Start of Source information
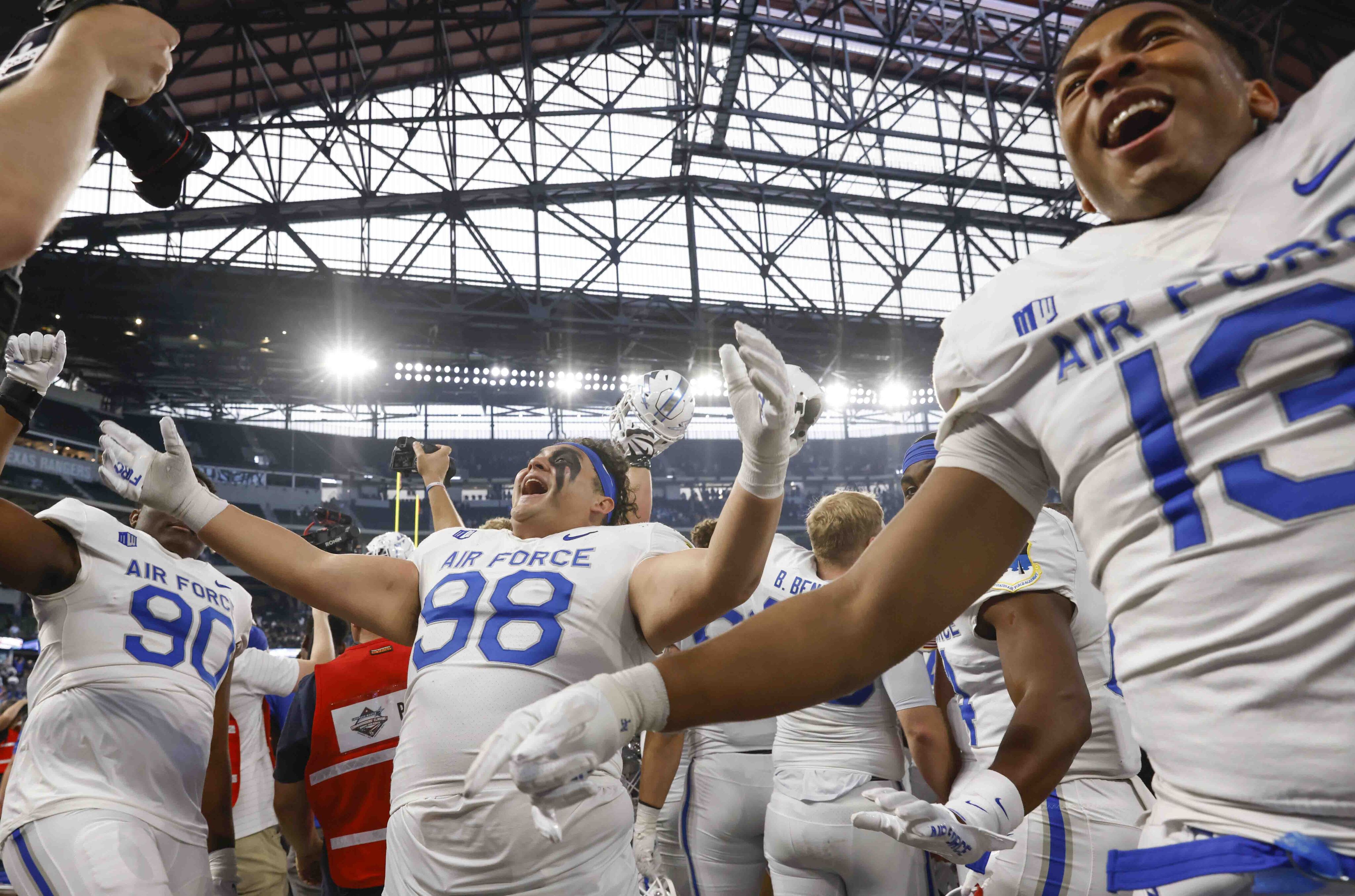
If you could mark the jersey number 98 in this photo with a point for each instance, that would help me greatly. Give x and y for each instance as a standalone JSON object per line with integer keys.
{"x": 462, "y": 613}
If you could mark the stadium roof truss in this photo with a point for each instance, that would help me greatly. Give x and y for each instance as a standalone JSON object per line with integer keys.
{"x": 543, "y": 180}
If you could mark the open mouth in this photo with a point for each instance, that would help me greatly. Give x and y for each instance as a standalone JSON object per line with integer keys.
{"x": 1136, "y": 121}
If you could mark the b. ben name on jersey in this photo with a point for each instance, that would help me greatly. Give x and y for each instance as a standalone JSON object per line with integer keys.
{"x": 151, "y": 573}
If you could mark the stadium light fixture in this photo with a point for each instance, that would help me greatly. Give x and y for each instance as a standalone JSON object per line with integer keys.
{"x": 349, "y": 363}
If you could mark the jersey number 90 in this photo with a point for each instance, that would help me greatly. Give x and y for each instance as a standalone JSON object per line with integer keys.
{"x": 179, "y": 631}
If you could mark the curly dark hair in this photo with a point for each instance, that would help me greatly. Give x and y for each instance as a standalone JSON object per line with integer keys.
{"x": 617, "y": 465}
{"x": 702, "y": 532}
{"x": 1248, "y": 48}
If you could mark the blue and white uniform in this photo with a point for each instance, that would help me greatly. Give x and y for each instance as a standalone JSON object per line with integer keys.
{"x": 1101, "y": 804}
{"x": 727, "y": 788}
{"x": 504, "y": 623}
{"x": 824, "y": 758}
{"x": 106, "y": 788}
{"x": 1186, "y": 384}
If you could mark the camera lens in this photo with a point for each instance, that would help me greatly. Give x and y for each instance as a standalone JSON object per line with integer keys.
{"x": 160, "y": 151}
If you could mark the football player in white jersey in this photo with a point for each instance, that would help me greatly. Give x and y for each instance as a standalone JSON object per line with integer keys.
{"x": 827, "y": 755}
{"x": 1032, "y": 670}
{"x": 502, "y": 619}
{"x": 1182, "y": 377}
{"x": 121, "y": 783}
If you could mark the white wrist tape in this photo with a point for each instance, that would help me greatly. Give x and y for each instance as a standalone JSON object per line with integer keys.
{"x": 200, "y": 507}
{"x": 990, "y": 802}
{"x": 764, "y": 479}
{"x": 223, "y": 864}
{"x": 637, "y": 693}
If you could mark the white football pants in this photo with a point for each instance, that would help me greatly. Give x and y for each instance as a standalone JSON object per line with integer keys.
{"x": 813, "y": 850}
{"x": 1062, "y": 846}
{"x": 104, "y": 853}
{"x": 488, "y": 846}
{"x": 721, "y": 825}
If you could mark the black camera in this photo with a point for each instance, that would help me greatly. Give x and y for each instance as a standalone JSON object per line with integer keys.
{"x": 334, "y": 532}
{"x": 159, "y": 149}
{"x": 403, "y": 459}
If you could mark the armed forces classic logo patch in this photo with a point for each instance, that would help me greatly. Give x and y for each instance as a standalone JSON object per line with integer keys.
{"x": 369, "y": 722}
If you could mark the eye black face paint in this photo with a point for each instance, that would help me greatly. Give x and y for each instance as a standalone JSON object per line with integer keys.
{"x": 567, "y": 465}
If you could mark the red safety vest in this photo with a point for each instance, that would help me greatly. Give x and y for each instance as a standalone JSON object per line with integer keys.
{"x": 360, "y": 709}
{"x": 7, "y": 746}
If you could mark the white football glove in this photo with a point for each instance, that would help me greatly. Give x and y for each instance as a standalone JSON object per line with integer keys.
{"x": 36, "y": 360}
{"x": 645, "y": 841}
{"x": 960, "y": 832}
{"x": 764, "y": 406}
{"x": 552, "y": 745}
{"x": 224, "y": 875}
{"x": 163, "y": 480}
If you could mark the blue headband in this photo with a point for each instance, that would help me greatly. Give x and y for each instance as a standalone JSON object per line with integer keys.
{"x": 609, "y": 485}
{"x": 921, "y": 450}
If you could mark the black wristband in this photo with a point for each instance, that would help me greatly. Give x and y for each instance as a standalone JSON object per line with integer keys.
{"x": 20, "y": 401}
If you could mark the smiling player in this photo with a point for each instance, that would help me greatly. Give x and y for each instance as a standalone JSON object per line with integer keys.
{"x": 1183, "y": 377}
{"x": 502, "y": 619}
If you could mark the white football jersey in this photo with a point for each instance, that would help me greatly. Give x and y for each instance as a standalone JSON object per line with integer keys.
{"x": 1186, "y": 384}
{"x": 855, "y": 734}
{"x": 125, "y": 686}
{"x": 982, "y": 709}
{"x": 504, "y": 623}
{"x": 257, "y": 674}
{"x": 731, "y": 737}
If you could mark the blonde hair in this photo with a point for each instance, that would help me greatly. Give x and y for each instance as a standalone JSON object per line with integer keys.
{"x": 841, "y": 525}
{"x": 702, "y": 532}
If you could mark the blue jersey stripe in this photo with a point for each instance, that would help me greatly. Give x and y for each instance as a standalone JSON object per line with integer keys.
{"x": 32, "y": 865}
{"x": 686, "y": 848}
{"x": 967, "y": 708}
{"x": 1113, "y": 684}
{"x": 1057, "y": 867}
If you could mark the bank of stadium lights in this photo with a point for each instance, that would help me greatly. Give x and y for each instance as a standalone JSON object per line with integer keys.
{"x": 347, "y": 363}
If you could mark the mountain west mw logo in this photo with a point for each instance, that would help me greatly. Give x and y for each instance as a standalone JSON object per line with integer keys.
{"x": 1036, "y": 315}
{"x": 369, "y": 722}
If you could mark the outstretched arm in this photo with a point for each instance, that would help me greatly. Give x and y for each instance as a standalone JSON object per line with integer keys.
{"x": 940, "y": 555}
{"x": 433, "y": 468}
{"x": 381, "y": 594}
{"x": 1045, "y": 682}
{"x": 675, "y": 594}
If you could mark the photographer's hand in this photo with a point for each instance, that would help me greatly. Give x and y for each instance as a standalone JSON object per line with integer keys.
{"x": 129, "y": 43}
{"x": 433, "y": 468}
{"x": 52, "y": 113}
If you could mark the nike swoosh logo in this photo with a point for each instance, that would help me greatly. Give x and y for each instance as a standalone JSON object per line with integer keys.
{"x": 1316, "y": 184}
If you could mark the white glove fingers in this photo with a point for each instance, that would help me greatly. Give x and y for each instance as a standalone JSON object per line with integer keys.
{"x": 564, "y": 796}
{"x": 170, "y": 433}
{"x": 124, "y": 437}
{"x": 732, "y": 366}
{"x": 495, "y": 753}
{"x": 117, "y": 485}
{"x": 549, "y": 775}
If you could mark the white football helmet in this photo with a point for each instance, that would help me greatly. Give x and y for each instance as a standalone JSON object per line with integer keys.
End of Source information
(Task goal): Output each record above exactly as it stands, excluding all pictures.

(Response box):
If you could mark the jersey number 98 in this photo with a point for each instance, that would help me greatly. Give x and y for each instance as a standalone JSON object per line with integer keys.
{"x": 462, "y": 613}
If you could mark the stadium roof truss in this photo with a point for each instance, that would help me greatly. Give x and y for each instance as a standalone JSON object per line with integer keys.
{"x": 543, "y": 180}
If you could mark the open mouth in this photo with a point for each instance, that would help me greatly. Give x and y for each instance as a standalone JSON object per line with integer keys.
{"x": 1136, "y": 121}
If you could mark the b. ben name on jersey in this photo with a point for each instance, that would help me greatly. Give x and y for each instance as a standalone JSON object per line with integer keys.
{"x": 151, "y": 573}
If you could mark the stadium light fixture in this photo with a point for each instance, that would help me greatly. Give x and y for each instance as a standalone JSON object per line with integer keys.
{"x": 349, "y": 363}
If you could mark the jersey number 90 in this photo with a point for each instance, that would help me greatly. Give x and y for each instance as a standalone JSON object per line with integer keys.
{"x": 179, "y": 631}
If you could mark the curly dark hair in this photo with a point for each instance, that would help me greatly. Give x and y for each instance as a standalone JSON object per line with integer keys.
{"x": 617, "y": 465}
{"x": 702, "y": 532}
{"x": 1248, "y": 48}
If you could mark the blue and white uniform in this photo with a point for each instance, that would help me greatly. Give x and y for each instance as a standalone JSON object per line with integer keys.
{"x": 1101, "y": 804}
{"x": 727, "y": 788}
{"x": 504, "y": 623}
{"x": 824, "y": 758}
{"x": 106, "y": 788}
{"x": 1186, "y": 384}
If you could mark the camera lens in this photo with a point for each instance, that would help me greatly. Give x and y for each instance as a standalone JSON object per line with integer keys.
{"x": 160, "y": 151}
If you could mark the football player in white jersey in this photo with a point for each instance, that would help me greatly. Give x and y for each instance as a standalone JSON object per line with integer keys.
{"x": 827, "y": 755}
{"x": 1032, "y": 670}
{"x": 502, "y": 619}
{"x": 1182, "y": 377}
{"x": 121, "y": 783}
If you could mark the white wrist tape in this photo with a point for each instance, that would help me greatly. Give x and y for each instance as a standalone JSON object per line with integer keys.
{"x": 200, "y": 507}
{"x": 990, "y": 802}
{"x": 764, "y": 479}
{"x": 223, "y": 864}
{"x": 637, "y": 693}
If you could mark the white football pants in this photo with a point for each instance, that would help me greatly. Give x and y for each instance as a standalone JSON object per line with integer keys.
{"x": 813, "y": 850}
{"x": 1062, "y": 846}
{"x": 104, "y": 853}
{"x": 488, "y": 846}
{"x": 721, "y": 825}
If you could mark the black camera in this photo with a point for each instance, that would help me greatly. Give x and y for each instance as a standalone JSON object per line with integer keys.
{"x": 334, "y": 532}
{"x": 159, "y": 149}
{"x": 403, "y": 459}
If you could mark the armed forces classic logo patch in this photo with a point for each instance, that would help me greatly. Give x and y for each instance as a standalone JSON object per line with integer keys.
{"x": 369, "y": 722}
If you could mark the eye black face paint in this photo with a point for each instance, that would help me greatly. Give x and y for each instance as a standalone JSON object per line with integer keys.
{"x": 567, "y": 465}
If you could mark the red safety vest in this photo with a point for each instance, that would help me greatly. Give x and y for each instance as a standalone JSON object per line with integer keys.
{"x": 360, "y": 709}
{"x": 7, "y": 746}
If you could mark the white football glove in this photo with a point for each instance, that would help me greatly. Give x and y for each instance as a standalone JSON object per line with integer keys.
{"x": 36, "y": 360}
{"x": 645, "y": 841}
{"x": 960, "y": 832}
{"x": 764, "y": 406}
{"x": 552, "y": 745}
{"x": 224, "y": 875}
{"x": 163, "y": 480}
If you could mark the blue headband in this photo with a point for each instance, that would help me greatly. Give x and y for each instance as a standalone JSON object per line with integer keys.
{"x": 609, "y": 485}
{"x": 921, "y": 450}
If you could mark the black wristband in this photo with a point for each instance, that would help me greatly. Give x and y for each instance as a standalone JSON object per line with integer keys.
{"x": 20, "y": 401}
If you could mark the smiling player in this photo with a point for each instance, that would help me greatly. Give x and y for each instance as a standalone JSON object per line with integer keys.
{"x": 1183, "y": 377}
{"x": 502, "y": 619}
If you could mark the white football jersey in this photo with a point for each instance, that would help me greatly. Give x and y for each instance as a standalone JSON object per line with integer keys.
{"x": 1186, "y": 384}
{"x": 855, "y": 734}
{"x": 125, "y": 686}
{"x": 982, "y": 709}
{"x": 504, "y": 623}
{"x": 257, "y": 674}
{"x": 731, "y": 737}
If you could mark the blonde hair in this photo with a point for each instance, that would help me greatly. Give x and y for each instance as a standalone JSON object per line with integer keys.
{"x": 841, "y": 525}
{"x": 702, "y": 532}
If you could mark the blue jersey stripe in this photo with a point for each instance, that would help me greatly. Give x and y for each instance as a standalone JSON object per line with integer keys.
{"x": 32, "y": 865}
{"x": 686, "y": 848}
{"x": 967, "y": 708}
{"x": 1113, "y": 684}
{"x": 1057, "y": 867}
If you could mark the bank of stadium lights in this photo with a point for each instance, that would help me greatly. Give x and y for each instance as a standalone JSON object per line with integer keys.
{"x": 347, "y": 363}
If you could mark the mountain west mw logo in this photo with a point for each instance, that would help me greatly. Give x and y for each instance as a standalone JSON object per line with integer keys.
{"x": 1036, "y": 315}
{"x": 369, "y": 722}
If you could mark the outstretched arm in this photo with a point for each instance, that would help me greatly. Give x and y for each instance as a standalone JSON object per line with integer keys.
{"x": 940, "y": 555}
{"x": 433, "y": 468}
{"x": 381, "y": 594}
{"x": 1045, "y": 682}
{"x": 675, "y": 594}
If you could mark the photographer's hand in this photo with a point for each instance, that would help me greatly. Give x and y for each instance as a standalone JSON object per line with integer keys.
{"x": 129, "y": 43}
{"x": 433, "y": 468}
{"x": 52, "y": 113}
If you could mark the nike swoosh logo in this photo with a point for each instance, that would help me greatly. Give x and y for each instance as a standalone JSON object per line with integer keys.
{"x": 1316, "y": 184}
If you could mark the white glove fingers in this photo with a point for each instance, that would help me greatly. Give x and y for each instance as a standalone JSON object per line with integer keys.
{"x": 564, "y": 796}
{"x": 170, "y": 433}
{"x": 124, "y": 437}
{"x": 732, "y": 366}
{"x": 495, "y": 753}
{"x": 117, "y": 485}
{"x": 549, "y": 775}
If you could mark the white football helmet in this photo with a point for each instance, that would help me greatly. Give x and y for each instance as a standalone JSON object per line with integer keys.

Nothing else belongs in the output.